### WHAT IS BEING ASKED
Name every performer the text on music and the brain calls legendary.

### PROVIDED TEXT
Is there anything to the music-brain connection?
There must be. As Oliver Sacks points out in his article “The Power of Music, “In all societies a primary function of music is collective and communal, to bring and bind people together. People sing together, dance together, in every culture, and one can imagine them doing so, around the first fires, a hundred thousand years ago. This primal role of music is to some extent lost today, when we have a special class of composers and performers, and the rest of us are often reduced to passive listening. One has to go to a concert, or a church or a musical festival, to recapture the collective excitement and bonding of music.”
Which reminds me of the great movie classic “Fitzcarraldo” by Werner Herzog (based on a true story) in which Fitzcarraldo, a would be rubber baron, is taking a ship down a tributary of the Amazon in search of rubber trees, which in those days brought great fortunes to the owners, the Rubber Barons. On the way, the ship is confronted by a hostile indigenous tribe, massed on the banks of the river. Fitzcaraldo then plays on the ship’s PA arias from the operas: Verdi’s Ernani, Leoncallo’s Pagliaccio(“Ridi, Pagliaccio”), Puccini’s La Boheme, and Bellini’s I puritani. The aborigines are transfixed by the music, and their hostility melts away. Unbelievable, but true; it did happen.
Amazonian aborigines melting to the arias of La Boheme? You bet. Music is a universal language, be it drums in the jungle, arias in the opera house, or a lute played by a monk in a remote Japanese monastery. this is not a modern phenomenon; forty thousand years ago early humans carved flutes from animal bones. Why do we invest time and money in this non-economical abstract thing?
The neurobiology of music
Recent research shows that music people described as highly emotional engaged the reward system deep in their brains activating subcortical nuclei known to be important in reward, motivation and emotion. Furthermore, listening to what might be called “peak emotional moments” in music — that moment when you feel a “chill” of pleasure to a musical passage — causes the release of the neurotransmitter dopamine, an essential signaling molecule in the brain. But here is an interesting twist: dopamine rises several seconds before the emotional peak. What this implies is that part of the “high” is the anticipation. Anybody who listens to music, really listens, knows it. Composers like Beethoven and Mozart, legendary performers like Paganini, Jascha Heifetz, Caruso, and Pavarotti knew how drag the sweet moment of anticipation before the climax and emotional release. If you noticed the sexual allusion here it is not unintended: the same dopamine system is involved in both.

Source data
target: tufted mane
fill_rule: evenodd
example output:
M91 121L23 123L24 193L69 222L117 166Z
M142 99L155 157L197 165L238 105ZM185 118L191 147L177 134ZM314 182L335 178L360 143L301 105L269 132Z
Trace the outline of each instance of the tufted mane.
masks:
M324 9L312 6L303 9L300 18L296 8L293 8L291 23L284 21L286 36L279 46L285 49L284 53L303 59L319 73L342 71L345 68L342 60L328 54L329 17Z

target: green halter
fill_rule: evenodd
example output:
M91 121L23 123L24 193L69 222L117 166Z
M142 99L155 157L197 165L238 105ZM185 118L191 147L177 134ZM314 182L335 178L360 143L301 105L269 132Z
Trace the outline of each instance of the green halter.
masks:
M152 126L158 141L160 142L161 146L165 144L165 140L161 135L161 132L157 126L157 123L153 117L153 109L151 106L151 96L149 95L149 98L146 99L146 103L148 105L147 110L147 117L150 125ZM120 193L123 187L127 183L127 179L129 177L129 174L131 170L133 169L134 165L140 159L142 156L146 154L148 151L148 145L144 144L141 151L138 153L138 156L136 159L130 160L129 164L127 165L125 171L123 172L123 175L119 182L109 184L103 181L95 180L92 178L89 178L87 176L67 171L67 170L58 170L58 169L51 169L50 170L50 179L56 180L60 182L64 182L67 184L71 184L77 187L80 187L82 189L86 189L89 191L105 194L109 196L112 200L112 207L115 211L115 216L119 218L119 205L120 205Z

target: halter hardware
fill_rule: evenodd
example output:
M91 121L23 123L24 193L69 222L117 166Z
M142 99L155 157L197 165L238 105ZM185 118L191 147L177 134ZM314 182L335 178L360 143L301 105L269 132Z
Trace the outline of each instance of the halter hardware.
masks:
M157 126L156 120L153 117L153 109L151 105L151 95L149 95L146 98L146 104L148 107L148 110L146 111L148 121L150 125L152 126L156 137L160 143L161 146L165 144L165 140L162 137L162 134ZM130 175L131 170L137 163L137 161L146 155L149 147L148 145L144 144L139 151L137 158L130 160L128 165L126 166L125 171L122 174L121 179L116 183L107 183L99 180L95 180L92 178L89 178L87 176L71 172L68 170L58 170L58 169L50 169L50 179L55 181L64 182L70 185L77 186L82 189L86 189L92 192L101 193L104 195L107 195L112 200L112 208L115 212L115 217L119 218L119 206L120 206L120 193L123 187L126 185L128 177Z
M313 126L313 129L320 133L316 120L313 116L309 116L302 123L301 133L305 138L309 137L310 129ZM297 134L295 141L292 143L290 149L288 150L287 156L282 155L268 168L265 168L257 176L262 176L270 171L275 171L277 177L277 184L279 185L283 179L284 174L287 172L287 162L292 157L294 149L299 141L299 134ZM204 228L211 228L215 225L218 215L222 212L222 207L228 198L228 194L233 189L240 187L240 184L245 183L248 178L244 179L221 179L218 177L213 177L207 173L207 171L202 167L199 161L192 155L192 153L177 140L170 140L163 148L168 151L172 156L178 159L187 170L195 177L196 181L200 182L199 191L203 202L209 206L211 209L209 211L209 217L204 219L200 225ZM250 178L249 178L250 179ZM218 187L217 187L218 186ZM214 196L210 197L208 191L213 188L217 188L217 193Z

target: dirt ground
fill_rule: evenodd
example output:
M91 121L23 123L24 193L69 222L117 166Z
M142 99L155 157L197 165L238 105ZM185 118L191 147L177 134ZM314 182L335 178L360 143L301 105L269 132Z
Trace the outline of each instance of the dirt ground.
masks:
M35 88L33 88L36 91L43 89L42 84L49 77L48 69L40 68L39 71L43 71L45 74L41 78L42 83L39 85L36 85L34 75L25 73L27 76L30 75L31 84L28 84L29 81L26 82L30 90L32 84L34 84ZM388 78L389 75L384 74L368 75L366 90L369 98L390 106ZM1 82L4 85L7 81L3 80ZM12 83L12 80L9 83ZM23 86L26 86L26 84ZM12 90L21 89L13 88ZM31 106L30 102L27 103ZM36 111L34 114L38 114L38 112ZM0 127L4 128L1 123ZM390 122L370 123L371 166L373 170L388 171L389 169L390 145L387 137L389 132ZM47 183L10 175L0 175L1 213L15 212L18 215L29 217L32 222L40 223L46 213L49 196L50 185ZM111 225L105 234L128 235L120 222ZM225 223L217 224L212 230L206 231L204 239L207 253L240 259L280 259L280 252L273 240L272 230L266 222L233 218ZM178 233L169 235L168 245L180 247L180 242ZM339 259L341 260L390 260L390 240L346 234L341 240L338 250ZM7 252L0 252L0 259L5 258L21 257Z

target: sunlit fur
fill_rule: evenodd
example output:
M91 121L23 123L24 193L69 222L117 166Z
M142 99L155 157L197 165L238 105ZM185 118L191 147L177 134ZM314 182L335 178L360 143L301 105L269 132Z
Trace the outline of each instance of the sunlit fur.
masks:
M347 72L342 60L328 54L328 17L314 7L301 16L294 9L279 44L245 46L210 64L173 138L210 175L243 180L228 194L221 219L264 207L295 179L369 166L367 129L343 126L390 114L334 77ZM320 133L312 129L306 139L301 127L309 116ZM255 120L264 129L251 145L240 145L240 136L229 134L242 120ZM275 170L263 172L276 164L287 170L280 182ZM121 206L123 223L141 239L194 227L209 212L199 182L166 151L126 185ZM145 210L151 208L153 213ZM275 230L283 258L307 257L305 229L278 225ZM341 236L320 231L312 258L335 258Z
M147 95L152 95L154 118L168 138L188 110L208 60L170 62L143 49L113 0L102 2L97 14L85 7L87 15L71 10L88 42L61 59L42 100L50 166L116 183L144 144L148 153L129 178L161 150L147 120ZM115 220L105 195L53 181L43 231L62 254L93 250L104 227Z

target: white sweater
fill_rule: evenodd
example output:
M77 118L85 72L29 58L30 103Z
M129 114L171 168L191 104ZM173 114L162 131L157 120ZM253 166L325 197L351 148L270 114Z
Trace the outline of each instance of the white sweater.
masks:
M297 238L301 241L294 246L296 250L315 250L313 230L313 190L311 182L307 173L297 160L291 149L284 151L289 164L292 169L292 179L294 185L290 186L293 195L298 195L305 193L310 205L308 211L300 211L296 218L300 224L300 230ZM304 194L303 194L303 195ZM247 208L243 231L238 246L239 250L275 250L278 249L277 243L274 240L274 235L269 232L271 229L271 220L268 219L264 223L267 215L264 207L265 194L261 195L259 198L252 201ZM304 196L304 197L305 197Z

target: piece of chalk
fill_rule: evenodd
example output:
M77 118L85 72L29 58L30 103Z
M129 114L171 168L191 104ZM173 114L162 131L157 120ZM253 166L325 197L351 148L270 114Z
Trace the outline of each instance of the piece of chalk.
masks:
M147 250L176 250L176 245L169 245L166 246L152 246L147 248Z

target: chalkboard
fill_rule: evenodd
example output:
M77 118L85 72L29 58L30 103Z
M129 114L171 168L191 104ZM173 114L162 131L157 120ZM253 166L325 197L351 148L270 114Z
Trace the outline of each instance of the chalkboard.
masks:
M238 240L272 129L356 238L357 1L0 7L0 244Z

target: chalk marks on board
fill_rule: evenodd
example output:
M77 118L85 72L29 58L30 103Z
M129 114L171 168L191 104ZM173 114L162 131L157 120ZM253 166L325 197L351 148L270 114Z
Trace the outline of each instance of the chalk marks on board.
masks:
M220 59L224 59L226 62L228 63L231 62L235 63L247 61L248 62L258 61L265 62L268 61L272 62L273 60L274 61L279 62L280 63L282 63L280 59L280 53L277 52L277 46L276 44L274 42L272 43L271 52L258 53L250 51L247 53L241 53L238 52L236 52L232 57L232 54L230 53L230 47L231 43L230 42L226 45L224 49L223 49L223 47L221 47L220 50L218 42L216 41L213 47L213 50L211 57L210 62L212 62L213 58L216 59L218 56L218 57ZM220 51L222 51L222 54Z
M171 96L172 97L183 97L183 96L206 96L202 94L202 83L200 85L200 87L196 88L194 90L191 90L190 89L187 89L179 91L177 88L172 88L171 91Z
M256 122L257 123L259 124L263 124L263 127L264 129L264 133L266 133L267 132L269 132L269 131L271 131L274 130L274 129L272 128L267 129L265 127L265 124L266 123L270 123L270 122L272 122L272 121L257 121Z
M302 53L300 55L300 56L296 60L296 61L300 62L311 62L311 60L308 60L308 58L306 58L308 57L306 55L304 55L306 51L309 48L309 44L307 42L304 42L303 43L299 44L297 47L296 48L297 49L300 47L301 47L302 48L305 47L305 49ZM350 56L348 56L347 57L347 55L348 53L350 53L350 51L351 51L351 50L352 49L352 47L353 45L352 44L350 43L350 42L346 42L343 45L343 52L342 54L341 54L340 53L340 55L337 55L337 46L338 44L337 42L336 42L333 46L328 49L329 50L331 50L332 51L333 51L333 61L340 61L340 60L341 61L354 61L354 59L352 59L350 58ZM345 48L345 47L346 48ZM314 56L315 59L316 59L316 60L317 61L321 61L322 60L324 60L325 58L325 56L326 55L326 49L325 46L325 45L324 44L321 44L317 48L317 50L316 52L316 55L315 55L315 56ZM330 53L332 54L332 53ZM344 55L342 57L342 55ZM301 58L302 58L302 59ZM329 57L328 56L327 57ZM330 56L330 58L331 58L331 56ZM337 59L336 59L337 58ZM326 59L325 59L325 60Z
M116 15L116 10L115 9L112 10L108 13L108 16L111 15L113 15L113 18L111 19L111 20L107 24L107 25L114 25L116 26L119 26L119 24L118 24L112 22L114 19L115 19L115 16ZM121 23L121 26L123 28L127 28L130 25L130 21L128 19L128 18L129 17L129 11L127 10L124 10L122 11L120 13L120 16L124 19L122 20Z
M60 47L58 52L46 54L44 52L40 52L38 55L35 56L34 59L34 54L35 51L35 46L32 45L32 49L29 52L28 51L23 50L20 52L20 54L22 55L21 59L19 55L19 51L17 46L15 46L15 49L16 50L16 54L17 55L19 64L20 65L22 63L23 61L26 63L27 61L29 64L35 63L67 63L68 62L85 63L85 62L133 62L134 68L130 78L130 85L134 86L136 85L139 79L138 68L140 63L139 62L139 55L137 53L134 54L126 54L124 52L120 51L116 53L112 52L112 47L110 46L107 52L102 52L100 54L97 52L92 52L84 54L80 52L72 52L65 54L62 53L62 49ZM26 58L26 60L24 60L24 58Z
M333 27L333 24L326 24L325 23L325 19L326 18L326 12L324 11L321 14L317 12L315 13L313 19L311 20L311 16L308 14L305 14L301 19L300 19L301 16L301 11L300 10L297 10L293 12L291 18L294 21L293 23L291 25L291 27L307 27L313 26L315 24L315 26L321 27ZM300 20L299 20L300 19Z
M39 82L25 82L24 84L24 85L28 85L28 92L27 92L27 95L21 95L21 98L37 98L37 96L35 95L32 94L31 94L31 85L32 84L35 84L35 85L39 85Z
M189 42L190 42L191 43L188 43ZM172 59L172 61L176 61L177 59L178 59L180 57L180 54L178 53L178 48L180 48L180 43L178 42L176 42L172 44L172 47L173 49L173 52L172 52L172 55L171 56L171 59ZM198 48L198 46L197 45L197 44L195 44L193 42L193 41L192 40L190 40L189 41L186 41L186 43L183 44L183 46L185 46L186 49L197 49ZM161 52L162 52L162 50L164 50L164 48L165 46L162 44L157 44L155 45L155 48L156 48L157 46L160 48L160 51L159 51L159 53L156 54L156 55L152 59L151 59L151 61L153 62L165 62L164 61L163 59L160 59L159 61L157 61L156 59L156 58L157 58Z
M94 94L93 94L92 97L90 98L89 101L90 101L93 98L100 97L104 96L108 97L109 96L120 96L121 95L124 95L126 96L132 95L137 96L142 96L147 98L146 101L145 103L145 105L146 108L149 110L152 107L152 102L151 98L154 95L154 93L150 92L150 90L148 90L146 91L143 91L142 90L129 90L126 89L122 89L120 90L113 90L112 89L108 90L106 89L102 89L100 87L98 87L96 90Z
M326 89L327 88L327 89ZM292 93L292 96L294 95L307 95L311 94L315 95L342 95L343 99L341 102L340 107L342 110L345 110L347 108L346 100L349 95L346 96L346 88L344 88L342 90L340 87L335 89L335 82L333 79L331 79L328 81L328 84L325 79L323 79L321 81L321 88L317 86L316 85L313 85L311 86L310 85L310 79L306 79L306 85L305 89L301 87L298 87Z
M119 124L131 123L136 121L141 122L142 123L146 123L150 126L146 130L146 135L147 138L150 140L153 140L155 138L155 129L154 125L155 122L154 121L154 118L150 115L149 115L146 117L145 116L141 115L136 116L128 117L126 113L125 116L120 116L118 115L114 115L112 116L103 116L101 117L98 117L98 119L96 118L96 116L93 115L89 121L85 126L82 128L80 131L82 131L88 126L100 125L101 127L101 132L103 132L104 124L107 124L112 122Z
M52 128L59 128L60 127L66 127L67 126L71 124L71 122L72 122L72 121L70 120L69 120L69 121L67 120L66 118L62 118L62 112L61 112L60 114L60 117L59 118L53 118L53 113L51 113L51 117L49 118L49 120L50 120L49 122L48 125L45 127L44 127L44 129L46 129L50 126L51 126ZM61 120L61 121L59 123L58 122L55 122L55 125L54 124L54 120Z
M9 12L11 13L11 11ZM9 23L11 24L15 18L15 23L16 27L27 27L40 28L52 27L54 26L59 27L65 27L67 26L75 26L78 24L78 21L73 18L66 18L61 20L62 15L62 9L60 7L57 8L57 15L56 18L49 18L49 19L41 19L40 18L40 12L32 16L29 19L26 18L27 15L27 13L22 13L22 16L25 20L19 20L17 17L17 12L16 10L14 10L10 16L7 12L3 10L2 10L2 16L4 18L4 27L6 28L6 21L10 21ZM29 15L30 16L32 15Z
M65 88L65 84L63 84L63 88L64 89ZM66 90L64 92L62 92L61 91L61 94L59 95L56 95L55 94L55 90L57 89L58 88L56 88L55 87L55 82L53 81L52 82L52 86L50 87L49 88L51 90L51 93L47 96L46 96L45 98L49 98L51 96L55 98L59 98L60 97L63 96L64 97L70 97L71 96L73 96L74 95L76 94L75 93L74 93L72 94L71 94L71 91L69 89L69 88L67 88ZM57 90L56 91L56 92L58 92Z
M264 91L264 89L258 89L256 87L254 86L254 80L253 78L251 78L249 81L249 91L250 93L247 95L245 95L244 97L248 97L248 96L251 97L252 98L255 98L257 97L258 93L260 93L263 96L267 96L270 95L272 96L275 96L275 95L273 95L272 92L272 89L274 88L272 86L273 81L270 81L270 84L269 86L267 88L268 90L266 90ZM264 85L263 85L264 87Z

### ANSWER TO THE EXERCISE
Paganini, Jascha Heifetz, Caruso, and Pavarotti.